**TO BE DONE:**
Please return, word for word, the lines of the entries that begin at the line containing "the purple blossom" and stop after the line containing "[(60, 302), (14, 397), (123, 294), (1241, 277)]". Leave the pictures out of your answer.

Object position labeling entries
——

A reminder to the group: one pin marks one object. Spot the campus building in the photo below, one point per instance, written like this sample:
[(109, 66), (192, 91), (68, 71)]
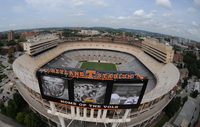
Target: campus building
[(131, 92)]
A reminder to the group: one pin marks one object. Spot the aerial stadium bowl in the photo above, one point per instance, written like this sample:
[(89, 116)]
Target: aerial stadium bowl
[(76, 102)]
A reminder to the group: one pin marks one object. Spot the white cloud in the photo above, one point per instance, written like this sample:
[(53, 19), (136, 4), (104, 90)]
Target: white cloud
[(168, 14), (18, 9), (61, 3), (191, 10), (164, 3), (139, 12), (197, 2), (195, 24), (79, 13)]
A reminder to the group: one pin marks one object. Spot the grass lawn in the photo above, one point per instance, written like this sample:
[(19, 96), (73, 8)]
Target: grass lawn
[(98, 66), (162, 121)]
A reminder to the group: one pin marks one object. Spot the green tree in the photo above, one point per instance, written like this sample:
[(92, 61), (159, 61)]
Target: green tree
[(184, 84), (11, 109), (173, 107), (20, 102), (32, 120), (20, 117), (194, 94), (3, 109)]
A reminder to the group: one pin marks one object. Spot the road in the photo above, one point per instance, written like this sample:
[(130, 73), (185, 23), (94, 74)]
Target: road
[(8, 122)]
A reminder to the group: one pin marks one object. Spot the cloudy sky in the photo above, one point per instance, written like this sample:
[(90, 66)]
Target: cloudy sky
[(173, 17)]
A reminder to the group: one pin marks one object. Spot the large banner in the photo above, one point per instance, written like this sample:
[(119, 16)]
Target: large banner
[(93, 89)]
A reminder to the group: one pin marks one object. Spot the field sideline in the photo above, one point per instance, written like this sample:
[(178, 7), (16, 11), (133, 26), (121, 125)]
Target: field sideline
[(98, 66)]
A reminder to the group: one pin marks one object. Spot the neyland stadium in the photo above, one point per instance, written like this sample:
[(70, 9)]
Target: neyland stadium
[(87, 83)]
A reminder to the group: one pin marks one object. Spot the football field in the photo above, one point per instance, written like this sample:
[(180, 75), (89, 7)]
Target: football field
[(98, 66)]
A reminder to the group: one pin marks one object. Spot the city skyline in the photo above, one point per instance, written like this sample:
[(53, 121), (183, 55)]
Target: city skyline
[(177, 18)]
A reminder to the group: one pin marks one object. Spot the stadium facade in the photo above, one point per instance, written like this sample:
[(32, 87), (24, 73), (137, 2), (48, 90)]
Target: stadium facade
[(58, 111)]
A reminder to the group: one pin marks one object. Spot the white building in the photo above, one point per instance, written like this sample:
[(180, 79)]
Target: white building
[(40, 43), (89, 32)]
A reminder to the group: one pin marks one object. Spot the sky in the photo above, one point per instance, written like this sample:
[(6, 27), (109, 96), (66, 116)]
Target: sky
[(172, 17)]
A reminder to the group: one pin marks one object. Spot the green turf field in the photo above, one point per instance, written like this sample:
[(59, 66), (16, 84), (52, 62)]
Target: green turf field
[(98, 66)]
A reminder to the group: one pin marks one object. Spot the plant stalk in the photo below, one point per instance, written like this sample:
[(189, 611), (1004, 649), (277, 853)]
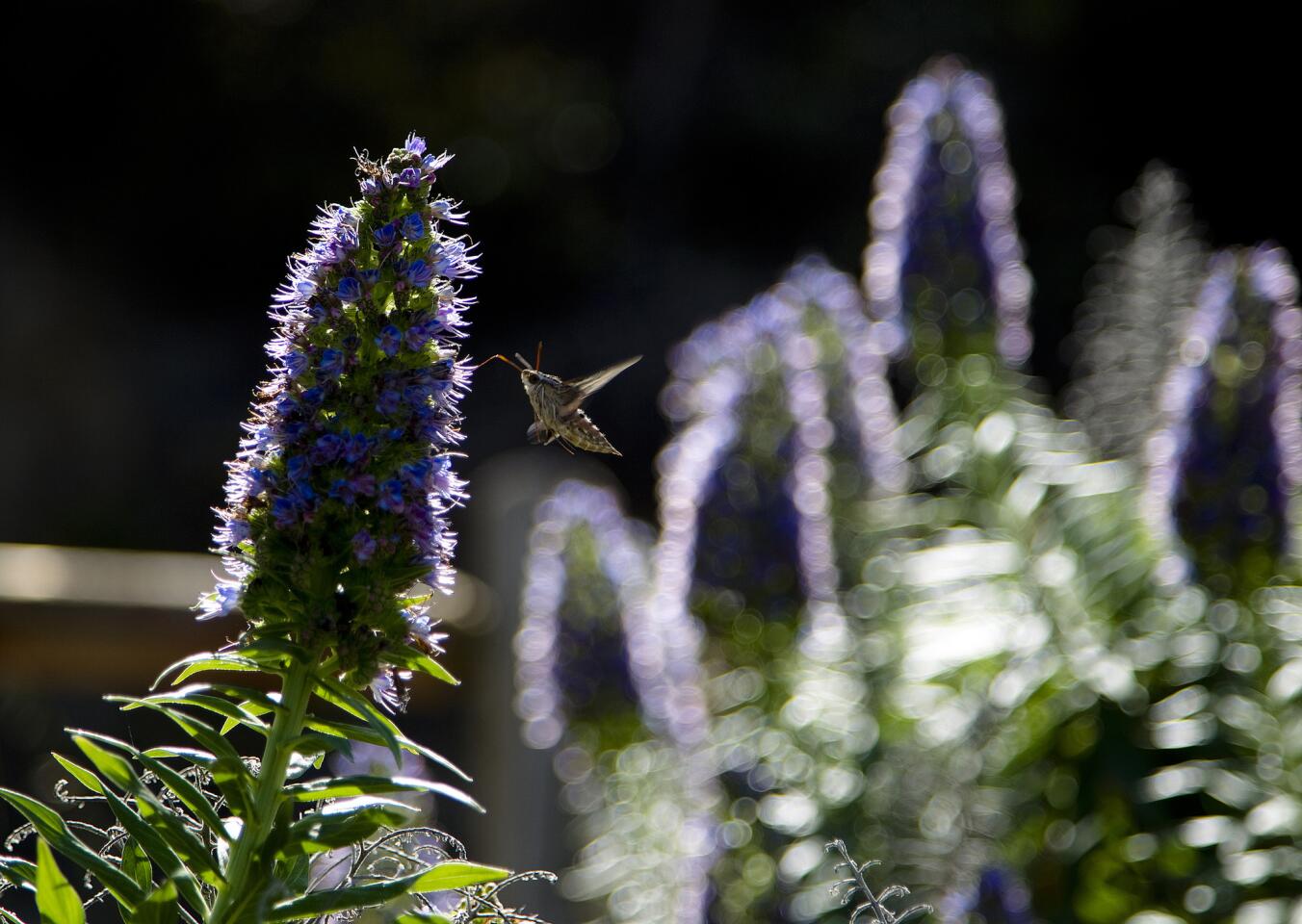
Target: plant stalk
[(233, 899)]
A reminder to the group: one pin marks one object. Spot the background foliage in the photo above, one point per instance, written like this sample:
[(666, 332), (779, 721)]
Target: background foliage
[(1042, 671)]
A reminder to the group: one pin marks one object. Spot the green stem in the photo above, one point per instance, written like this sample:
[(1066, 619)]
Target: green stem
[(236, 894)]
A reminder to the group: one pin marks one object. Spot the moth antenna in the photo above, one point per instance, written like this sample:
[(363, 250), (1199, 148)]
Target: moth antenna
[(498, 355)]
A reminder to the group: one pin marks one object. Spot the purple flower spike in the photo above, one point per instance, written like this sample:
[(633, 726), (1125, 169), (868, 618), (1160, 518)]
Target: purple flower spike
[(413, 226), (389, 340), (363, 546), (350, 289), (309, 494), (332, 363), (1225, 468), (414, 143), (944, 267), (565, 668), (385, 236)]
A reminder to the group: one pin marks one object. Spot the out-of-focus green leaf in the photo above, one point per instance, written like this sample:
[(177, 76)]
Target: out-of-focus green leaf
[(343, 827), (56, 899), (52, 828), (450, 875), (339, 695), (159, 908), (367, 785)]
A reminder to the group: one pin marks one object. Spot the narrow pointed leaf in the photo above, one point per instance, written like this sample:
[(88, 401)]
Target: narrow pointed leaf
[(181, 839), (18, 871), (228, 769), (56, 899), (450, 875), (187, 791), (195, 664), (370, 785), (414, 660), (328, 829), (137, 864), (350, 732), (158, 850), (160, 908), (336, 694), (52, 828)]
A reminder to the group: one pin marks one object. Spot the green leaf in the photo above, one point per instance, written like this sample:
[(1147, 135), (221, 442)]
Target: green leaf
[(337, 787), (343, 825), (450, 875), (196, 697), (56, 899), (54, 829), (228, 771), (339, 695), (80, 773), (195, 664), (350, 732), (173, 831), (159, 850), (18, 871), (159, 908), (414, 660), (188, 793), (137, 864), (457, 875)]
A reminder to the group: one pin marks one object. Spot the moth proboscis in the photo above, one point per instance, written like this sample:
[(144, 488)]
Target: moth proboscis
[(558, 417)]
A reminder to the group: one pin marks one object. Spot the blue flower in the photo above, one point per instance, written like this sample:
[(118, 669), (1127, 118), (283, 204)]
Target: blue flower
[(413, 226), (297, 468), (296, 363), (326, 449), (391, 496), (385, 236), (357, 448), (363, 546), (362, 433), (350, 291), (221, 602), (332, 363), (389, 340), (420, 273)]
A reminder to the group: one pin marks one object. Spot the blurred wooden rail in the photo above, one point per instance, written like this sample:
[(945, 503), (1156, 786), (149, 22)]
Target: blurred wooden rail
[(89, 620)]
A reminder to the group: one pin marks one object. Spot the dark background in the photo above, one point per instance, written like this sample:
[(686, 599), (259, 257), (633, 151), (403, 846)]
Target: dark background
[(632, 168)]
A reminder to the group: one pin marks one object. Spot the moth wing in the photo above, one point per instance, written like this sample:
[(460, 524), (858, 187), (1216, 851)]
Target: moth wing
[(572, 394), (584, 433)]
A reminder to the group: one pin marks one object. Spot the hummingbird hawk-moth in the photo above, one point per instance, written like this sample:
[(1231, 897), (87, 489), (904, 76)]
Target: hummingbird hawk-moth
[(558, 417)]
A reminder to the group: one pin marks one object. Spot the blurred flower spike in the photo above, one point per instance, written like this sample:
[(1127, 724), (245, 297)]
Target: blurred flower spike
[(996, 898), (599, 672), (944, 265), (337, 500), (578, 646), (1225, 469), (794, 341)]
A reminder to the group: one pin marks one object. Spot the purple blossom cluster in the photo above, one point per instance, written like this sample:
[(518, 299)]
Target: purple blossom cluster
[(944, 246), (1224, 469), (662, 656), (716, 370), (998, 897), (540, 680), (337, 500)]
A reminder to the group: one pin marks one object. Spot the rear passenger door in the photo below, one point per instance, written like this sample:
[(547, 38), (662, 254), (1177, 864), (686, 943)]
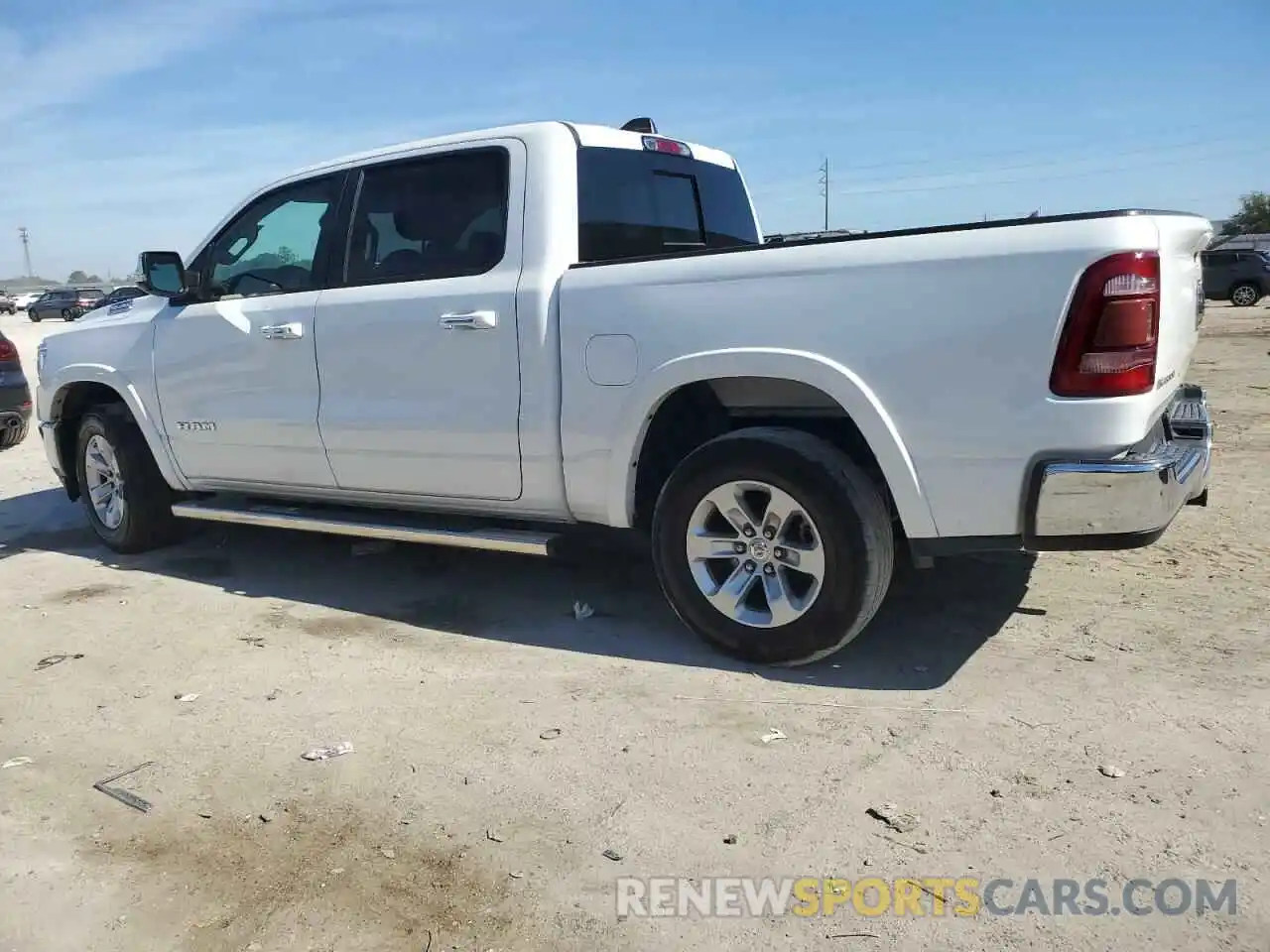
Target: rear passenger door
[(417, 344)]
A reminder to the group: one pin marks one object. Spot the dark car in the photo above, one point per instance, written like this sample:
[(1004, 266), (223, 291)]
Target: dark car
[(60, 302), (14, 397), (123, 294), (1241, 277)]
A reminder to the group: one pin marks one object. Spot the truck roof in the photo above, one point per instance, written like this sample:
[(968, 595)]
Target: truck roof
[(585, 135)]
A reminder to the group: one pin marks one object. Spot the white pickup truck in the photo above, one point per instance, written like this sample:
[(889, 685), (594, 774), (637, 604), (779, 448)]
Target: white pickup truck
[(483, 339)]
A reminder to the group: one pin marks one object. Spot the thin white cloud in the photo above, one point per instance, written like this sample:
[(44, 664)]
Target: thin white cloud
[(94, 51)]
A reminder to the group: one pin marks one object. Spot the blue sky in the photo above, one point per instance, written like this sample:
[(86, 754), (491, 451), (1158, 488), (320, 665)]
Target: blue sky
[(137, 123)]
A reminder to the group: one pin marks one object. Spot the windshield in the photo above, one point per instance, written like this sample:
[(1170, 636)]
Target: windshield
[(634, 203)]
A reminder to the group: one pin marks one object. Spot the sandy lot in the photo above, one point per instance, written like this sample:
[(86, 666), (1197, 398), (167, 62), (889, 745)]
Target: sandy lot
[(983, 699)]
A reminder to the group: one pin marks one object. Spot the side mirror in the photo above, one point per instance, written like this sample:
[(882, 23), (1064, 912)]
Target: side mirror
[(163, 273)]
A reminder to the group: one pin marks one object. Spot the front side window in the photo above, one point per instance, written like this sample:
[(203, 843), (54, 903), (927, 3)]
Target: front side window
[(273, 245), (427, 218)]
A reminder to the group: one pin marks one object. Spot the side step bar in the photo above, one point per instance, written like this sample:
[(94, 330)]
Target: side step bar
[(368, 524)]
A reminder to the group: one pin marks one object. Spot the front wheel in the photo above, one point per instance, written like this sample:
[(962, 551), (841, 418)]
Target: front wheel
[(1245, 295), (127, 502), (772, 544)]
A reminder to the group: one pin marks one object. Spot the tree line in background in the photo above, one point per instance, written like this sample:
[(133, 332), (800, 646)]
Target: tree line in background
[(1252, 217)]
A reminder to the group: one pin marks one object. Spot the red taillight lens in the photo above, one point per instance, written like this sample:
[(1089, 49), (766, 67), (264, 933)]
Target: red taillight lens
[(1111, 334)]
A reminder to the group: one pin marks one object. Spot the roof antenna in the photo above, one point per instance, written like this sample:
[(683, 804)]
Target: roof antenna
[(642, 125)]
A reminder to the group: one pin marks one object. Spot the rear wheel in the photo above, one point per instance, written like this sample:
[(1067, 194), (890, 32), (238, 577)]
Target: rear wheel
[(127, 502), (772, 544), (1245, 295)]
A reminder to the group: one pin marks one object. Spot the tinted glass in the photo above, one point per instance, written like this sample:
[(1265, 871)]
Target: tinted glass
[(634, 203), (437, 217), (271, 246)]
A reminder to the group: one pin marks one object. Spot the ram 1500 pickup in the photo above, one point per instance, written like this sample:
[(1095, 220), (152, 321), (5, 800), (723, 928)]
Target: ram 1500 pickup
[(483, 339)]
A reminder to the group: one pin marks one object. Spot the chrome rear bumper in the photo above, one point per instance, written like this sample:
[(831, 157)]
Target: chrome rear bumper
[(1127, 502)]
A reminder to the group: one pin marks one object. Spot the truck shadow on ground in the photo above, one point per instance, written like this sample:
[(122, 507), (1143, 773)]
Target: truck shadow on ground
[(931, 625)]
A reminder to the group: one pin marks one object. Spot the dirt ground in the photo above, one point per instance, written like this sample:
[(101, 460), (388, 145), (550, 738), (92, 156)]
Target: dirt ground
[(984, 699)]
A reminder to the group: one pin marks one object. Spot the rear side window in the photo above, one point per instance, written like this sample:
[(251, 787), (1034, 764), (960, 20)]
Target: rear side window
[(635, 203), (426, 218)]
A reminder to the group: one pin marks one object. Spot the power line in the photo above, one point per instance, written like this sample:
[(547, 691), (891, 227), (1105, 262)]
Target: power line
[(825, 190), (1033, 150), (1061, 163), (1043, 179), (26, 250)]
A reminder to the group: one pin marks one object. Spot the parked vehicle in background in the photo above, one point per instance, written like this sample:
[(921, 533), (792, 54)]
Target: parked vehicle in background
[(60, 302), (483, 339), (14, 397), (87, 298), (127, 293), (1236, 276), (24, 299)]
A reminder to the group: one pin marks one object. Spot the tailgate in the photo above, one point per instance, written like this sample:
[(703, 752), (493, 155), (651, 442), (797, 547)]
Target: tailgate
[(1182, 296)]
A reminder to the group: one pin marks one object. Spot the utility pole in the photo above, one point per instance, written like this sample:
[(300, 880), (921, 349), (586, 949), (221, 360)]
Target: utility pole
[(825, 190), (26, 250)]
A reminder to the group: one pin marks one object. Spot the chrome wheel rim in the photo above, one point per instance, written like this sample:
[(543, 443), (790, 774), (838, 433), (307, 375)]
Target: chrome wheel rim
[(756, 553), (104, 481)]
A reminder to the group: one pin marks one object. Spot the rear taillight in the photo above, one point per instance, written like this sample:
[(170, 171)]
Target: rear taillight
[(1111, 334)]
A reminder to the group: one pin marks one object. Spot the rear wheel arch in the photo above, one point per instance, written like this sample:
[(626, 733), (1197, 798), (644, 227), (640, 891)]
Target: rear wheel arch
[(784, 389)]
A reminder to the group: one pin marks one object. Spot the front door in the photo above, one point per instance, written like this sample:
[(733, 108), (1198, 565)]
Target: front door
[(236, 375), (421, 376)]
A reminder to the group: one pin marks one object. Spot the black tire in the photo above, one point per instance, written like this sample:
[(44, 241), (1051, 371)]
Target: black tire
[(847, 508), (13, 435), (1245, 295), (148, 521)]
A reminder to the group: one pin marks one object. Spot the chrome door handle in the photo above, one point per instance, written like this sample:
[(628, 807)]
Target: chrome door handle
[(470, 320), (284, 331)]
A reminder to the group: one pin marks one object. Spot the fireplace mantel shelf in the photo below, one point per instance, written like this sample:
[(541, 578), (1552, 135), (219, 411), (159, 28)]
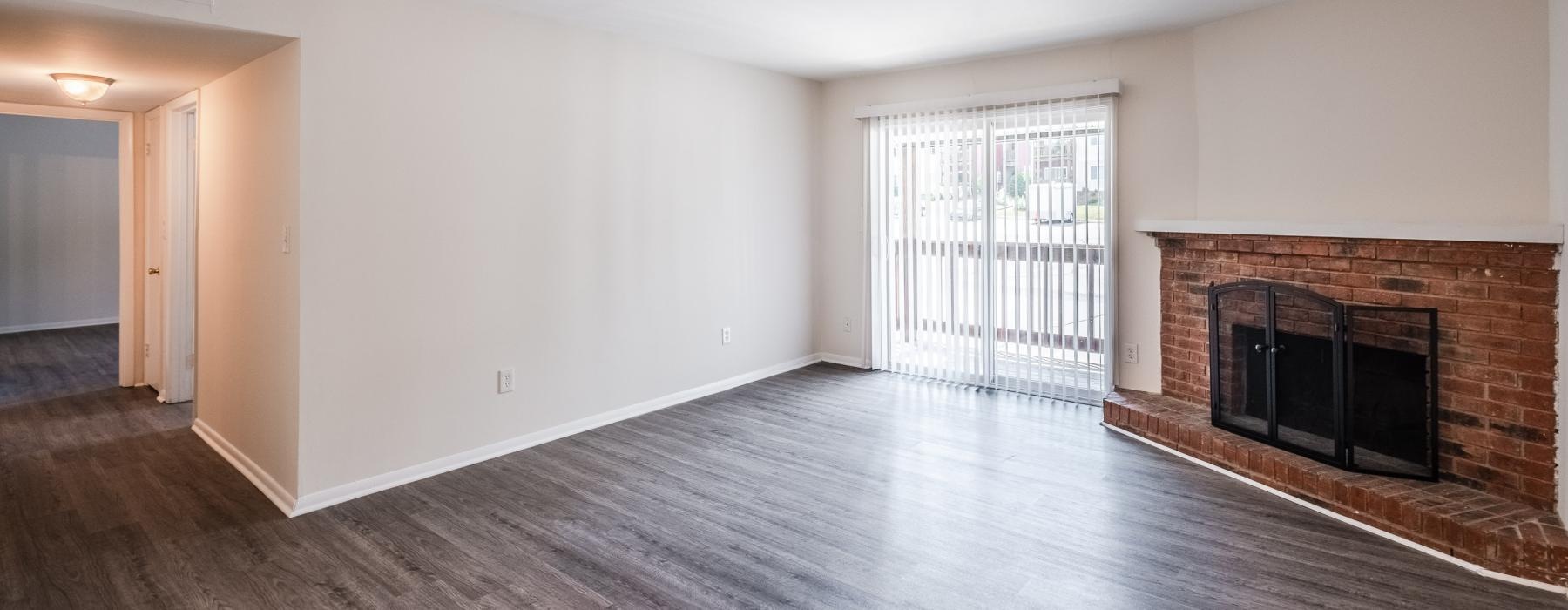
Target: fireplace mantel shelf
[(1544, 233)]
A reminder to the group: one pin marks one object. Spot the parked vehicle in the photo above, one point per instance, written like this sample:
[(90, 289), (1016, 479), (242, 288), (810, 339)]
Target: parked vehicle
[(1052, 203)]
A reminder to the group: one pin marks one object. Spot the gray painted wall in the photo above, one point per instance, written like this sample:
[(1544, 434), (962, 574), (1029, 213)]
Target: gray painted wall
[(58, 221)]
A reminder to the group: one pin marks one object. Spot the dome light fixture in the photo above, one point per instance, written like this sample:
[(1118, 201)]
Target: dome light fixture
[(82, 86)]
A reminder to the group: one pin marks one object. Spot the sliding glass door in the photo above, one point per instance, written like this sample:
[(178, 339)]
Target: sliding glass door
[(990, 245)]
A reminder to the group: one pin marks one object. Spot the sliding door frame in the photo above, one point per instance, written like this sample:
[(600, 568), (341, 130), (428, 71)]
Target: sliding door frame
[(875, 221)]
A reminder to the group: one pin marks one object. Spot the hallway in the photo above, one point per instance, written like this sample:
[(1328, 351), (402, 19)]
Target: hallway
[(817, 488)]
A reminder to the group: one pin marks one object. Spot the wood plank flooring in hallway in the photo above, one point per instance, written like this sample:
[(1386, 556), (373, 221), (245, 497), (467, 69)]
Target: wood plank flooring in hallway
[(817, 488)]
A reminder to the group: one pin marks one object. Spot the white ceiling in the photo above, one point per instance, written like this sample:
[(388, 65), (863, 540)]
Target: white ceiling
[(152, 60), (835, 38)]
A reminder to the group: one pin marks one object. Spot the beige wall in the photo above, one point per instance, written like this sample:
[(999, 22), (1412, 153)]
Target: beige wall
[(1330, 110), (1389, 110), (247, 288), (485, 190)]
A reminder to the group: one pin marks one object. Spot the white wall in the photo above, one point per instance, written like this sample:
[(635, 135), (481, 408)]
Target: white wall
[(58, 221), (1330, 110), (483, 190), (1558, 165), (247, 288), (486, 190)]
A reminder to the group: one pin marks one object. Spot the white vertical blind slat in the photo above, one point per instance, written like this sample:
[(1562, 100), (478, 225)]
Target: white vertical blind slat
[(982, 276)]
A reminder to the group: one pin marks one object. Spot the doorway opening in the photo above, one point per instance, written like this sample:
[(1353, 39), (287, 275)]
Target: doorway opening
[(70, 223)]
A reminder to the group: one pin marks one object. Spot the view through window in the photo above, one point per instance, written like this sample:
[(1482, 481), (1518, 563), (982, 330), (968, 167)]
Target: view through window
[(991, 229)]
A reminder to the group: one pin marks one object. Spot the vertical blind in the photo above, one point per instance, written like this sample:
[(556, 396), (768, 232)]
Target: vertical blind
[(990, 245)]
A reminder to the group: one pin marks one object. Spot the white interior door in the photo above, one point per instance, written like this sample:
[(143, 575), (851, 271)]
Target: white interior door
[(157, 235), (179, 278)]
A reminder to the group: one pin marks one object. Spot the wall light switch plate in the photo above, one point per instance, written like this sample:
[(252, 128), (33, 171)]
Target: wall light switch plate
[(505, 380)]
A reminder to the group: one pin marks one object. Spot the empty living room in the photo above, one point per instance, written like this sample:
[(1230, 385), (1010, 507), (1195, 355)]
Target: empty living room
[(752, 305)]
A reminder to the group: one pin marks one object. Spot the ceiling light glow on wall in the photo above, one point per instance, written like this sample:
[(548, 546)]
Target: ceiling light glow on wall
[(82, 86)]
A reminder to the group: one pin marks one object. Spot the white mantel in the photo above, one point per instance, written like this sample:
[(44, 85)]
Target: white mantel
[(1544, 233)]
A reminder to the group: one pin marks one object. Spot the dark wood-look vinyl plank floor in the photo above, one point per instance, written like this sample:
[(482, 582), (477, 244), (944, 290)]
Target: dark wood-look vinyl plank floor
[(825, 488)]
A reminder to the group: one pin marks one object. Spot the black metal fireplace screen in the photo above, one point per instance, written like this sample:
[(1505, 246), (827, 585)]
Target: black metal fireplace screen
[(1352, 386)]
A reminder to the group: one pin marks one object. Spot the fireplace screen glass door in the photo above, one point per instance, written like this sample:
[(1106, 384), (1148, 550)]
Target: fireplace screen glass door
[(990, 229), (1277, 366)]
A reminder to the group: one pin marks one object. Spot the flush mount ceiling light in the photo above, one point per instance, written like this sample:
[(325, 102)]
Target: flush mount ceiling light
[(82, 86)]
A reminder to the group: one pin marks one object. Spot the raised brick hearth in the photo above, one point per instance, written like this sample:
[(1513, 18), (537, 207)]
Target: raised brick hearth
[(1497, 427), (1497, 335), (1477, 527)]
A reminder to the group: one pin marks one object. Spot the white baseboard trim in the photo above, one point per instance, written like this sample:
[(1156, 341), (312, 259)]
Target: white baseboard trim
[(847, 361), (1344, 519), (55, 325), (366, 486), (281, 498)]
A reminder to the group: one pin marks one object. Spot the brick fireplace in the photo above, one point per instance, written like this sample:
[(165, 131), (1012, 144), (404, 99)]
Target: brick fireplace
[(1497, 342)]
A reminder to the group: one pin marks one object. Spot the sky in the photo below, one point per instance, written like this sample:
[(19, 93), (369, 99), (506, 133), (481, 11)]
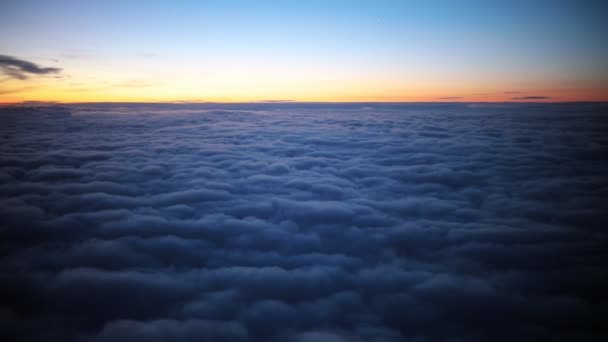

——

**EXPECTED ANSWER:**
A reminder to the group: one pin marks one object. Spot the purple blossom cluster in the photo above, one point per instance, written like this sample:
[(518, 299)]
Target: purple blossom cluster
[(944, 246), (1224, 469), (662, 656), (716, 370), (998, 897), (540, 680), (337, 500)]
A reminder to the group: one pin marks one object. Spot the rear passenger door in the photo below, one point per instance, written like this sample:
[(547, 38), (662, 254), (1177, 864), (686, 943)]
Target: rear passenger door
[(417, 344)]
A reminder to the group: one pin marks one object. Spot the dark car in the photo above, one point per instance, written like this sample:
[(1004, 266), (223, 291)]
Target: dark car
[(60, 302), (14, 397), (123, 294), (1241, 277)]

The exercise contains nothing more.